__STATED TASK__: Could you repeat the records below exactly, leaving out any pictures?
━━ RECORDS FOR THE EXERCISE ━━
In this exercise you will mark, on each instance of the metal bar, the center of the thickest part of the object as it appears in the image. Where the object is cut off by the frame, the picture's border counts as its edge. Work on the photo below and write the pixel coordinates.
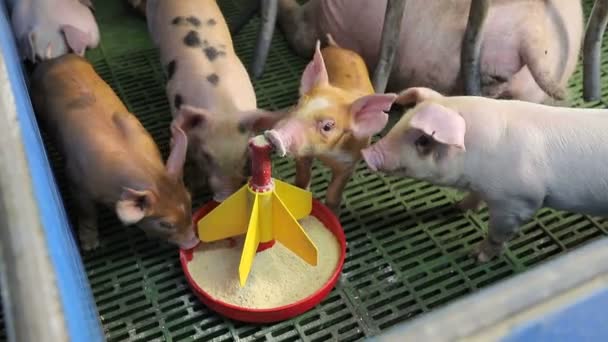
(592, 49)
(252, 6)
(391, 30)
(471, 47)
(268, 17)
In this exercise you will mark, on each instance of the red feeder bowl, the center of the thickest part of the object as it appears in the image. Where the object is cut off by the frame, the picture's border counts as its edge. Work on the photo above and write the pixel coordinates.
(323, 214)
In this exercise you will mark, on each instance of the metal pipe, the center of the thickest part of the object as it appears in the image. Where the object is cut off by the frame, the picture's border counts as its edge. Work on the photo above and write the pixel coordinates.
(592, 50)
(393, 17)
(471, 47)
(252, 6)
(268, 17)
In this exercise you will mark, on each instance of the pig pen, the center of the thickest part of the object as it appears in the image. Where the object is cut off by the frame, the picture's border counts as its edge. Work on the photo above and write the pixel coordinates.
(407, 248)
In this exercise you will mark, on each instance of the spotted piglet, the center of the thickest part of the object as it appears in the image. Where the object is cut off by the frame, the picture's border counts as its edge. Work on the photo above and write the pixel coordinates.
(334, 119)
(209, 90)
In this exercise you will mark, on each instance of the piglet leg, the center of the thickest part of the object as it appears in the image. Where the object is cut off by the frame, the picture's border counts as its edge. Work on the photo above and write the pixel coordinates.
(389, 43)
(471, 48)
(87, 221)
(333, 195)
(268, 15)
(472, 201)
(592, 50)
(505, 219)
(303, 172)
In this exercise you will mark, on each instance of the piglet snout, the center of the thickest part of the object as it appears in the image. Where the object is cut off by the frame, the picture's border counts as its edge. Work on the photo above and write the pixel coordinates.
(279, 142)
(373, 157)
(224, 186)
(287, 136)
(190, 243)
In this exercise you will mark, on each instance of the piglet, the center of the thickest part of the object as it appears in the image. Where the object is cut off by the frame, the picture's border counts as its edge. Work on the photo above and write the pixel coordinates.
(515, 156)
(46, 29)
(335, 117)
(210, 93)
(110, 157)
(138, 5)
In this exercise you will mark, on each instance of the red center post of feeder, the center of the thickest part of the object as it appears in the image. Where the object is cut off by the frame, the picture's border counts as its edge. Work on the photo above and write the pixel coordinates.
(261, 165)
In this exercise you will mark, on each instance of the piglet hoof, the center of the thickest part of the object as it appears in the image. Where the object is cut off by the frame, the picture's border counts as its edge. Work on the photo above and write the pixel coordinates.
(486, 251)
(335, 208)
(89, 245)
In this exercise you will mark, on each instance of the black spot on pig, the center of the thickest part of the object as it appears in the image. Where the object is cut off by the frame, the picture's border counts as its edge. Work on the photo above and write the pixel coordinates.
(242, 128)
(194, 21)
(83, 101)
(177, 101)
(171, 69)
(212, 53)
(213, 79)
(192, 39)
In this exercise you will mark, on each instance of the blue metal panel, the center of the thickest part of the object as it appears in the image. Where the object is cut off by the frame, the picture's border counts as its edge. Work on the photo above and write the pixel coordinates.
(76, 298)
(584, 320)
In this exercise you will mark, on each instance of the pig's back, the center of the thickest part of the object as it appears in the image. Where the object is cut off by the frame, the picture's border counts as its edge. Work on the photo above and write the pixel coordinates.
(206, 69)
(346, 70)
(80, 110)
(68, 88)
(559, 151)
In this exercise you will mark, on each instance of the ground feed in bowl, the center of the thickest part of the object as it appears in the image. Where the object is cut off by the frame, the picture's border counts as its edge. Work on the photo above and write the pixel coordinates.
(277, 278)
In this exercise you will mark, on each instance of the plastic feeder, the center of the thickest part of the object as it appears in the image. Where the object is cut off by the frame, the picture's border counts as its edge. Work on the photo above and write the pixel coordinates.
(266, 210)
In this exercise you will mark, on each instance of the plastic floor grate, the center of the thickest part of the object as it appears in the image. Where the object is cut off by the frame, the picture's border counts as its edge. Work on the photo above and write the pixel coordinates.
(407, 245)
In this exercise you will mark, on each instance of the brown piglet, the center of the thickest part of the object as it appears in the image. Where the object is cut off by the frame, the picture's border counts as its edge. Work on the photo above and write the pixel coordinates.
(110, 157)
(334, 119)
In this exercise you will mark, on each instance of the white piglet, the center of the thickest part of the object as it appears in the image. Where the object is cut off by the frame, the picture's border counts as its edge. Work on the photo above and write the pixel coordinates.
(515, 156)
(212, 98)
(46, 29)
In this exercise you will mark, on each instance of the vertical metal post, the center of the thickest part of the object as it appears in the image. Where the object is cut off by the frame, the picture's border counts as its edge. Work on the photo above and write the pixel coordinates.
(471, 47)
(268, 16)
(592, 50)
(389, 43)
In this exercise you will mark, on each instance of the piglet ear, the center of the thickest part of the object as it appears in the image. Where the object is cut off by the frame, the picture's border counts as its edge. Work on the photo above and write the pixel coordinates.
(416, 95)
(189, 117)
(315, 73)
(76, 39)
(260, 120)
(134, 205)
(177, 157)
(368, 114)
(443, 124)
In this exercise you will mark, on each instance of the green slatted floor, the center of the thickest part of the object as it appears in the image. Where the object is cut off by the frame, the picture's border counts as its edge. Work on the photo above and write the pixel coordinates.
(407, 246)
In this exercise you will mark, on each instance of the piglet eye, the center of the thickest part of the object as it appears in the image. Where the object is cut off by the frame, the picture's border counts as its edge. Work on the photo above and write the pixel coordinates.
(327, 125)
(165, 225)
(423, 141)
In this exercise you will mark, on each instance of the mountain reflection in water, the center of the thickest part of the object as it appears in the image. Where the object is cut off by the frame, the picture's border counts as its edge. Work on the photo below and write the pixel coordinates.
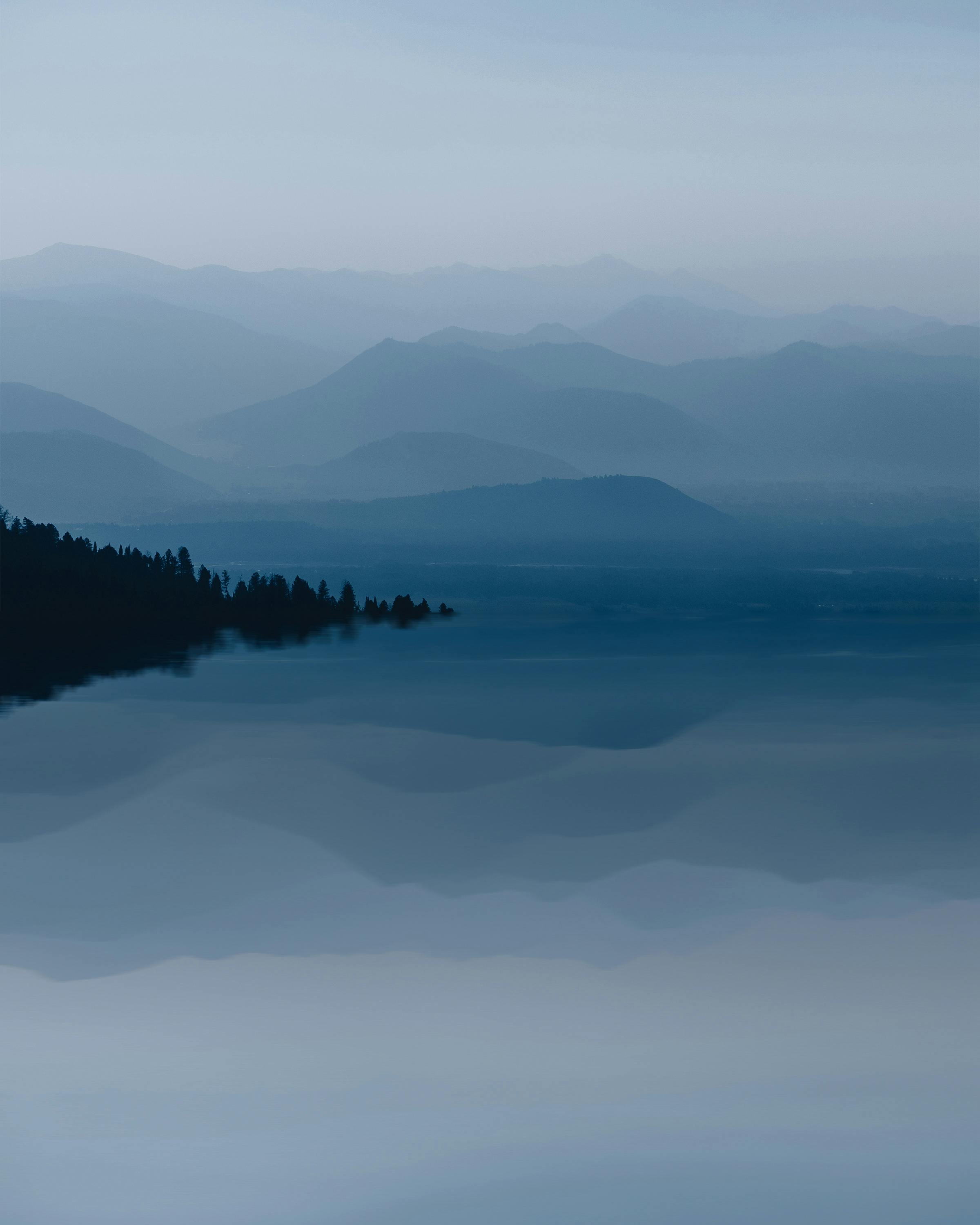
(603, 919)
━━━
__FINAL ANSWER__:
In this exercise you will mark, on each instance of the metal bar, the center of the thickest part of the object as it appears in the image. Where the object is cut off by the frame, the picture's border counts as its edge. Work on the photo below and write the pixel coordinates.
(592, 49)
(252, 6)
(391, 30)
(471, 47)
(268, 17)
In this exercise you will mark, on each instance of the red feeder bowl, the center of the thickest part of the object as it appears in the image. Where the object is cut off by the frame, the picture's border counts as its edge. Work on the photo above and write the pixel coordinates.
(323, 214)
In this exercise you will mark, on each instance of the metal pipe, the center of the thickest part of the object as it appears in the image. Where the object is cut off by the frame, the picture's border counts as its edge. Work on the photo above and write the pixel coordinates.
(592, 50)
(393, 17)
(471, 47)
(252, 6)
(268, 17)
In this exercise you will mark, on each instance of the pig pen, the center of the thickest part of the object as it appears in the image. Where the object is cut off by the frame, the picture's border counts as its edge. Work on the photo above and write the pixel coordinates.
(407, 248)
In this exercise you will mark, on each instance of the spotted piglet, the center of the thickest part of the object as it appears in the image. Where the object is cut off by the frame, the picture's border counts as its edge. Work on the photo above and write the pixel coordinates.
(334, 119)
(209, 90)
In this exercise you will mark, on each instance of the piglet leg, the center of the thickest part of the object as it appears in the image. Where the object is cut off by the frame, the picture's border counts as its edge. Work on the photo above and write the pixel coordinates.
(389, 43)
(471, 48)
(87, 221)
(333, 195)
(268, 15)
(472, 201)
(592, 50)
(505, 219)
(303, 172)
In this exercise you will mark, on each instance of the piglet snout, the center of the thickest part of the object as it appears in the image. Where the object is cut off by the frame, the picture's border counts as its edge. Work on the photo above and write the pixel coordinates.
(279, 142)
(373, 157)
(224, 186)
(287, 136)
(190, 243)
In this exercise you will mark, on each instance of the piglet, the center of the thickest part of the object as it appears in the image. Where the object is cut off by the frame, the picture's border counts as its edge. Work on the photo above and write the pixel coordinates.
(515, 156)
(46, 29)
(335, 117)
(210, 93)
(110, 157)
(138, 5)
In this exercise you will mark, on each instance of the red center post of feeder, the center of the thickest part of the object as it appears in the image. Where the object is cut off by the frame, the picture's border counts as its edge. Work on the photo above and write the pixel coordinates.
(261, 165)
In this exercise you will mark, on each instance of the piglet hoof, the center of the thickest part of the object as it appears in the image. Where the object is cut off by the frame, the picture's border counts as its edge. Work on the photo above and write the pixel coordinates.
(486, 251)
(335, 208)
(89, 245)
In this exercise you will mark, on each instance of the black spot on pig, the center of the thickest part of the object as it appears in the image. Where the object is cut off by the frame, the picture's border counts as its edge. Work on the photo above and write the pixel coordinates.
(242, 128)
(194, 21)
(83, 101)
(177, 101)
(171, 69)
(212, 53)
(213, 79)
(192, 39)
In this exercise you will mark, on each instance of the blue metal panel, the center of the thickest part of the object as it appears in the image. Where the object is cut off by the frame, the picture's border counts as its edge. Work on the photo above and write the pixel coordinates.
(76, 298)
(584, 320)
In this exercise you will mark, on each instance of the pig's back, the center of the thickest part of the object as it appears in the image. Where the object is cut off by the frame, the picture's border counts as its edge. Work on the photo above and write the pixel coordinates.
(206, 69)
(346, 70)
(80, 110)
(68, 88)
(559, 151)
In this exercise you will mark, on each instance of the ground feed in bowl, the center of the thickest part of the object as it appears in the image. Where the object is cut off by the frame, the picture's border counts as its edge. Work on the photo above and write the pixel coordinates.
(277, 278)
In this exercise you will mark, on each instance of the plastic feeder, the center of the thickest part of the object as it appears in the image. Where the object is cut off by the frame, the picture's border counts as its edge. Work on the photo above and write the pixel coordinates.
(266, 210)
In this exercise you will mark, on each instance of the plastic floor grate, the center of the thickest part of the object as it appears in the image. Where the object is cut off by the frame, the picture's border counts as its edge. Work on the photo above and write the pixel coordinates.
(407, 245)
In this exercise you will mark, on each instance of the brown piglet, the center of the thickest part of the object as it appears in the image. Where the object is cut off by the frame, the picture's border counts as its edge. Work on the photo above and write the pixel coordinates.
(110, 157)
(334, 119)
In this exercise you will mark, on each instance of the white piglet, the center of the thickest part of the object as it appears in the image. Where the object is cut off by the frame, the picture's border counts as its edge. Work on the photo above and write the pixel coordinates.
(515, 156)
(212, 98)
(46, 29)
In this exercise you will mark, on each instance of the vertical metal post, the center of the thickest part of the object as it appears in the image. Where the object is cut off by the frame, the picture's border counts as its edge. Work on the photo above and write the pixel coordinates.
(471, 47)
(268, 16)
(592, 50)
(389, 43)
In this exercise you will mark, on each instance of the piglet ear, the center of the thickest part of the object as it appears in the image. Where the object is cut off by the frame, the picture's border counts as its edge. Work on the photo above and write the pixel coordinates.
(416, 95)
(189, 117)
(315, 73)
(76, 39)
(260, 120)
(134, 205)
(177, 157)
(368, 114)
(443, 124)
In this exercise you will mark, on each instance of the green slatted floor, the center of the thickest part of the object as it appears in the image. Where the object is cut off by the frame, the picture's border counts as its edge. Work on the photo above and write the pixel coordinates.
(407, 246)
In this exercise you will mark, on each instance of the piglet eye, the center of the thickest part of the object as it appears in the image. Where the object is cut off by the frame, the picture's border counts as its edge. Work on the photo above and write the pixel coordinates.
(327, 125)
(165, 225)
(423, 141)
In this exercise you will mark, on each instance of the mountain reflection in water, the center of the thickest part of the object as it appears in the image. Where the object is cut off by the frame, the picture's border counts as its edge. Work on the photo below and write the pixel coordinates.
(603, 919)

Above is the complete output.